(Problem)
Gather every line from the entries below that contains the word "head" and copy each such line in full.

───── Rows ─────

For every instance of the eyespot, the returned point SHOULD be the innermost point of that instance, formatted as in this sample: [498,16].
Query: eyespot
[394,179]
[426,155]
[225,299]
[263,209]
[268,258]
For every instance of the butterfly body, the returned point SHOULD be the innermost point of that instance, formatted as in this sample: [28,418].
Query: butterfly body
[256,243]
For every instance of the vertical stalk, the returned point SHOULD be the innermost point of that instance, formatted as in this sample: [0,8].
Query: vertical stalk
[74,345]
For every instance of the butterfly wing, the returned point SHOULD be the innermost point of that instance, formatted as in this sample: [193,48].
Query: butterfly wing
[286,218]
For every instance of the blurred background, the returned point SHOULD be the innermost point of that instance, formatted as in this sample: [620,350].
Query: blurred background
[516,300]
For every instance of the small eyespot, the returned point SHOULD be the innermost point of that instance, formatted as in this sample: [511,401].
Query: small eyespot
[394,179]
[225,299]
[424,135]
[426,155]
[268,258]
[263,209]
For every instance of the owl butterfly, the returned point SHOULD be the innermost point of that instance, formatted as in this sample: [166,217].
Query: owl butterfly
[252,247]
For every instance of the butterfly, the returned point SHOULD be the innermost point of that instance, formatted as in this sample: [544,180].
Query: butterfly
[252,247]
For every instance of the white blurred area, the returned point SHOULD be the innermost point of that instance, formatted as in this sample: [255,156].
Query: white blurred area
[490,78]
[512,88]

─────
───── Rows ─────

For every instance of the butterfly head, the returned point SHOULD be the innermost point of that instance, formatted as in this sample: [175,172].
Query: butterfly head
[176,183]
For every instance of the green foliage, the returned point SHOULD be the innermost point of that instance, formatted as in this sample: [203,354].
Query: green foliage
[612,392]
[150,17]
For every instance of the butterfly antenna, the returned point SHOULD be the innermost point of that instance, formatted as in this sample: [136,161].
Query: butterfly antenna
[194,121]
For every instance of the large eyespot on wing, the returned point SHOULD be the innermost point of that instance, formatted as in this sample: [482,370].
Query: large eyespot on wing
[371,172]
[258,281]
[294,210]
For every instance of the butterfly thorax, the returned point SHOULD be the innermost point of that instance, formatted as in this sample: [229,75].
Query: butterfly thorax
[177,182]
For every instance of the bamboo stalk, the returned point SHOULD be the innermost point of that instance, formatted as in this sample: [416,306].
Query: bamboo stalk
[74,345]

─────

(Response to this exercise)
For every instance of the butterfly head, the returned point SHOULD be the innermost point of that instance, formatted as in this sample: [175,172].
Query: butterfly head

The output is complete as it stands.